# [The problem]
Return all entries precisely as they stand, without the images.

# [Supplied material]
◆ ◆ ◆

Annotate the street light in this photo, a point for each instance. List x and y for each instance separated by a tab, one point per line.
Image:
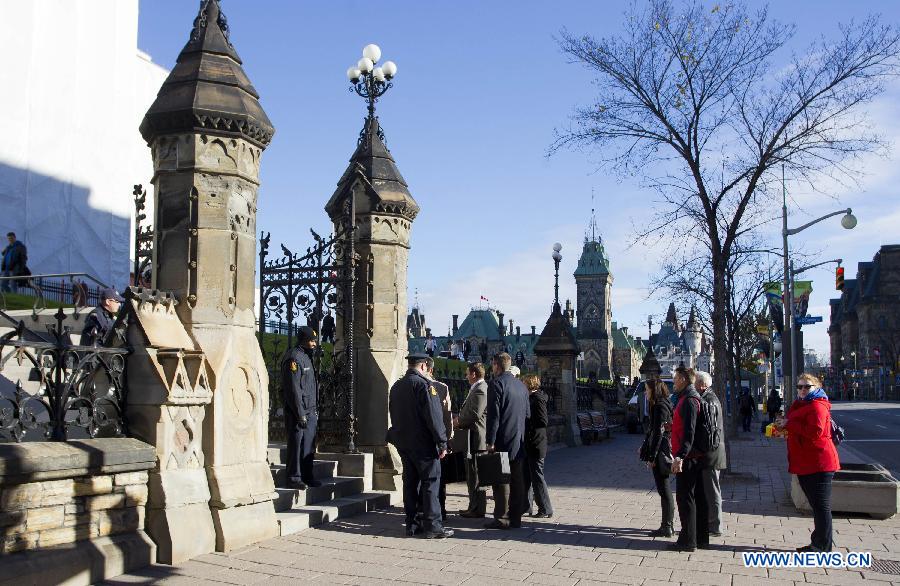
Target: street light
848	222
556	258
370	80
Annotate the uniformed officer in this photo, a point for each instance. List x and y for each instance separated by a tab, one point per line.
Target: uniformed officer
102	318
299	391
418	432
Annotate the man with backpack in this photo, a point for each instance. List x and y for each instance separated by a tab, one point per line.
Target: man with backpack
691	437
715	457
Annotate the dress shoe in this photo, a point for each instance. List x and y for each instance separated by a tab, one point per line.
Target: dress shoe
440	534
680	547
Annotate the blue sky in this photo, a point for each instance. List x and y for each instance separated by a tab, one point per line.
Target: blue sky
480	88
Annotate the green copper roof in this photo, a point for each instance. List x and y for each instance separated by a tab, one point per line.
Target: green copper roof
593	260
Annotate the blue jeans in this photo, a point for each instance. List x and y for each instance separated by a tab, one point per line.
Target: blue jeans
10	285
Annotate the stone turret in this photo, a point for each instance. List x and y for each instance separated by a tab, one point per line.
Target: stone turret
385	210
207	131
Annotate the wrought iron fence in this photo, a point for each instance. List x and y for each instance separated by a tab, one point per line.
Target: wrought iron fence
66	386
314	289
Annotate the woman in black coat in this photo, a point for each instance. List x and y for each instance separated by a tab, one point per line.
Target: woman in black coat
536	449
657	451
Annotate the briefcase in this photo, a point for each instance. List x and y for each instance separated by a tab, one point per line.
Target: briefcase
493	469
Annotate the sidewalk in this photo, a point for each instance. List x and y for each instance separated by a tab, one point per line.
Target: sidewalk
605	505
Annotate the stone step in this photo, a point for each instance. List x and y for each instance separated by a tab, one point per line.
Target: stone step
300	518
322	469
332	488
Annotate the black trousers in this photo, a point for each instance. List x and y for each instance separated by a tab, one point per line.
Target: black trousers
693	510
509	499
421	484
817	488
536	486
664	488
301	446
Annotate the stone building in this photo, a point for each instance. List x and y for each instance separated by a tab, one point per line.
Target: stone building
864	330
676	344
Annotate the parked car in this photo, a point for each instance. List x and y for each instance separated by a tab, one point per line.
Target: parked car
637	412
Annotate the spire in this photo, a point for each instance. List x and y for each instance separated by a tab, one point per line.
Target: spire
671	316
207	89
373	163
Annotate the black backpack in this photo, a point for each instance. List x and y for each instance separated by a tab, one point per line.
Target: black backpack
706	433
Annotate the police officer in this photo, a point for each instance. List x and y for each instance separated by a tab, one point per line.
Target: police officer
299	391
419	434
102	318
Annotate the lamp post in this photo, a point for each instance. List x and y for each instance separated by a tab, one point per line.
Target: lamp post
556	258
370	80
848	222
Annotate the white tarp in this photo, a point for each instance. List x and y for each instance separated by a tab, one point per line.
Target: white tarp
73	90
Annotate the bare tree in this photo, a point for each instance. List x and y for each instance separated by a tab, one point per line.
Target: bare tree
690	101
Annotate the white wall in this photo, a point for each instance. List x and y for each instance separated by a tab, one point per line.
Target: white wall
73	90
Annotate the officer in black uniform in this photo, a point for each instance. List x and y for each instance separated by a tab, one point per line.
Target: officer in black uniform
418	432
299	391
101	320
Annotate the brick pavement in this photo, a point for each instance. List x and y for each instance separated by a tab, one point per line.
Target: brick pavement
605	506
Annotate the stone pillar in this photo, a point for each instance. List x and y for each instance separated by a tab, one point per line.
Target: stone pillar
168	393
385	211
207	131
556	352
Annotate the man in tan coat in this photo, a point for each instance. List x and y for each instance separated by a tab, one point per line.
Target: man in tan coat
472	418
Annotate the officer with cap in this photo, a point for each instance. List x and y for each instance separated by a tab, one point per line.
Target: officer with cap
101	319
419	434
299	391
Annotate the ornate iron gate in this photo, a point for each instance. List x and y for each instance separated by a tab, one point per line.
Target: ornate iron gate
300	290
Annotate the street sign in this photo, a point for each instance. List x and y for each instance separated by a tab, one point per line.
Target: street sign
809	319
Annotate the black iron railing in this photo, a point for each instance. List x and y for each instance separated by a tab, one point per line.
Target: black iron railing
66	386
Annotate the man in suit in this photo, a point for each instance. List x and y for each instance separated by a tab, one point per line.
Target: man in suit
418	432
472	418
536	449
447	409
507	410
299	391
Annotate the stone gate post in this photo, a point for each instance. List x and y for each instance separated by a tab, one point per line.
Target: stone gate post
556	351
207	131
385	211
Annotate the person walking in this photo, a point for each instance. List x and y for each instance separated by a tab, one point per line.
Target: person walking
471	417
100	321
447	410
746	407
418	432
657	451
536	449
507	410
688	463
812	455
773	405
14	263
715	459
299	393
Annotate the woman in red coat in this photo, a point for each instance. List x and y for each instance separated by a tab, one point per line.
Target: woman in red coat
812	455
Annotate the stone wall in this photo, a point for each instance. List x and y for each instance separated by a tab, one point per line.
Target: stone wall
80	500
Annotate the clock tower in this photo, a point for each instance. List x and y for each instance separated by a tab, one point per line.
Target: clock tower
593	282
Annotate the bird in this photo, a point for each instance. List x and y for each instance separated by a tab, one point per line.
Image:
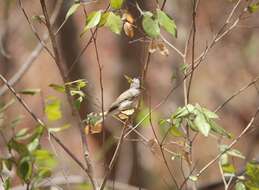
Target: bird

◆ ◆ ◆

# [Correct response]
Annotate the street light in this photo, a point for each instance. List x and y for each instance separated by a tab, one point per line.
Image:
Target: street light
848	222
556	258
370	80
Annotate the uniformed officer in this photo, a point for each instance. List x and y for each instance separated by a tab, one point per line.
Target: uniformed officer
102	318
299	391
418	432
Annotate the man with backpack in this photo, a point for each instance. List x and y for each instance separated by a tab, one point per line.
Target: man with backpack
691	437
715	457
Annotate the dress shoe in this photo, a point for each instance. List x and y for each instance separated by a tab, one point per line.
Target: dress shoe
440	534
680	547
Annotate the blue sky in this photo, a point for each instance. List x and y for each instance separated by a tab, one point per line.
Target: blue sky
480	88
Annotate the green copper roof in this photo, a point for each instance. List x and y for each instance separated by a tab, one point per line.
Target: green copper roof
593	260
Annotate the blue jeans in this photo, a point for each instance. List x and y for each instance separated by a tab, one point per line.
Target: blue jeans
10	285
Annotate the stone turret in this photo, a point for each instance. List x and y for each instance separated by a tab, one point per line.
Target: stone turret
385	210
207	131
Annotate the wrought iron fence in this photo, a point for each instance. List x and y for each instance separated by a tab, one point per line.
Target: wrought iron fence
66	386
314	289
Annotate the woman in black coat in this photo, a point for each instance. List x and y for each instance separated by a tab, one point per line.
Target: woman in black coat
536	449
657	451
Annotate the briefcase in this photo, a point for each instance. List x and y for each instance separated by a tab, one point per line.
Target: briefcase
493	469
Annotate the sidewalk in this photo, a point for each instance. List x and y for each instance separated by a tab, one point per line.
Target: sidewalk
605	505
Annotate the stone step in this photo, a point for each instance. List x and y for each instance separated by a tab, one point per line.
Target: stone step
300	518
322	469
332	488
Annotate the black trousers in this photo, a point for each instance. List x and y for each instance separated by a tab, one point per line.
Target: black trousers
693	510
509	499
421	484
817	488
536	486
664	488
301	446
Annotate the stone building in this photo, a point for each instance. List x and y for each instance separated by a tab, one point per line.
Target: stone building
864	330
676	344
Annotate the parked car in this photo, a point for each instance. List x and y for each instance separated by a tab, one point per line.
Target: parked car
637	412
Annotate the spire in this photo, a point for each instance. List x and y for each instance separated by a tab, one point per line.
Target: spire
671	316
207	89
373	163
Annotate the black backpack in this photo, a point for each instance. List x and y for each instance separated by a tab, one point per line.
Target: black backpack
706	433
Annotate the police officer in this photo, a point for each instance. List x and y for each instance separated by a tab, one point per line.
Target: police officer
299	391
419	434
102	318
Annotate the lamp post in this photo, a point for each instance. List x and y for each instance separated by a tab, one point per line.
Target: lamp post
556	258
370	80
848	222
Annotate the white tarp in this photo, a point for each instance. List x and y for each instance separated by a tab, one point per line.
Target: white tarp
73	90
Annotate the bare tree in this photo, a point for each instance. List x and y for each instance separated by a tab, one point per line.
Target: bare tree
690	101
Annotate the white wall in this photo, a point for each instance. List x and y for each instance separated by a tab, one point per line.
Target: white wall
73	90
Annotate the officer in black uniform in this photo, a point for each instance. List x and y for each instance separated by a tab, one point per line.
Target: officer in black uniform
418	432
299	391
101	320
Annotate the brick pavement in this photo, a point for each instance. List x and y for each instance separated by a tab, one point per line.
Target: brick pavement
605	506
Annotate the stone pillar in this photo, a point for each instance. List x and y for each instance separated by a tab, one point per line.
Target: stone pillar
168	393
385	211
207	131
556	352
Annotate the man in tan coat in this photo, a point for each instance. List x and y for each instance separated by a tab, one point per line.
Target: man in tan coat
472	418
Annotate the officer with cap in this photo, a point for each instance. List x and y for each instance separated by a tab, one point per line.
Target: officer with cap
101	319
419	434
299	391
Annotate the ornate iron gate in this photo, a point for each instance. List x and y for each instance separated by a tab, one point per line.
Target: ornate iron gate
300	290
Annotate the street sign in this photo, a point for each instance. List x and y for each instance separated by a tab, one point per line.
Target: street sign
809	319
Annotate the black iron railing in this photo, a point for each instance. List x and y for each instance separated by a tab, one point per line.
Target: black iron railing
66	386
Annotate the man in suit in this photo, a point for each instance. List x and y for each instance separated by a tab, one point per line.
Target: man in suit
418	432
472	418
536	449
447	409
507	410
299	391
Annotate the stone gate post in this photo, a point for each instance. List x and y for each instance separated by a tab, one point per line.
Target: stone gate post
556	351
207	131
385	211
Annotate the person walking in this photo, a point for each instance. List x and y for each instance separated by a tab, one point per line.
Target: person walking
471	417
100	321
447	410
746	407
418	432
657	451
536	449
507	410
688	463
812	455
773	405
14	263
715	459
299	393
Annotate the woman in red coat in this photo, a point for each instance. List x and y for each instance separated by a tab, one point per line.
Target: woman in red coat
812	455
Annotate the stone wall in this photo, a point for each instance. List x and y for each instance separated by a tab, one point per line.
Target: stone wall
80	500
Annotate the clock tower in this photo, a point for each instance. List x and y for each instance separated by a tab, one point per line.
Target: clock tower
593	282
Annotate the bird in this photo, a point for each instance. List x and y for each instance separated by a tab, one point per line.
Image:
Target: bird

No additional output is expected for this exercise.